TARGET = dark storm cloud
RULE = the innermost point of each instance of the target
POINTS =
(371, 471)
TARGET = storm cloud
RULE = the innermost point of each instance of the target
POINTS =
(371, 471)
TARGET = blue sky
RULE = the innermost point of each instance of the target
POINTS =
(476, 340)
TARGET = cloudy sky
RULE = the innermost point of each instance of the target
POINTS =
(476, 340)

* * *

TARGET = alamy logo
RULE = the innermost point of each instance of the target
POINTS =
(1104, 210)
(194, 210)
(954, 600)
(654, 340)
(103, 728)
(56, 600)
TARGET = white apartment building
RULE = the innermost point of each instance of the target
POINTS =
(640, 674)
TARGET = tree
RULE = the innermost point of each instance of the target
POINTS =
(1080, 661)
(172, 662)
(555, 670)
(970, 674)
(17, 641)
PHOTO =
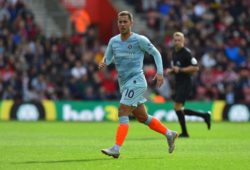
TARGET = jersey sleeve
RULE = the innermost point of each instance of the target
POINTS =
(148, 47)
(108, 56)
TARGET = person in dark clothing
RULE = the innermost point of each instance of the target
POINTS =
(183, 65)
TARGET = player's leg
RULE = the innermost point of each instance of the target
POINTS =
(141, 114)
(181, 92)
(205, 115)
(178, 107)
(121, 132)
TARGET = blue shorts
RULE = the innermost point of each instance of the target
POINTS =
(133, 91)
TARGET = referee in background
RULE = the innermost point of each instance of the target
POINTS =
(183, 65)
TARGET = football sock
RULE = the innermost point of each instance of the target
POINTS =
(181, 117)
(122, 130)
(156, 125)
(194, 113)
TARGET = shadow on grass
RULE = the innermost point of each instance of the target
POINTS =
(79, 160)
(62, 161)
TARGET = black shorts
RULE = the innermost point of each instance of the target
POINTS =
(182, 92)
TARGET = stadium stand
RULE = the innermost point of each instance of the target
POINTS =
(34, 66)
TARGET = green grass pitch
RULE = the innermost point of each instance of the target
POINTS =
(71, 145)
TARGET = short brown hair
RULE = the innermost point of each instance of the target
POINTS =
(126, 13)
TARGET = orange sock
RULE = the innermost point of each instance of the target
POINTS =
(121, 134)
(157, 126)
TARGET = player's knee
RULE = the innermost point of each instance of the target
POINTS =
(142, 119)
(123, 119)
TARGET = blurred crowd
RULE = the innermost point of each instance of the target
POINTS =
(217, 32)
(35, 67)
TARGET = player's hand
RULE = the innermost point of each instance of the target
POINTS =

WHAT IS REQUIRED >> Which lines above contain the word "shorts"? Pick out each of them.

WRITTEN REPLY >>
TARGET = blue shorts
TARGET = black shorts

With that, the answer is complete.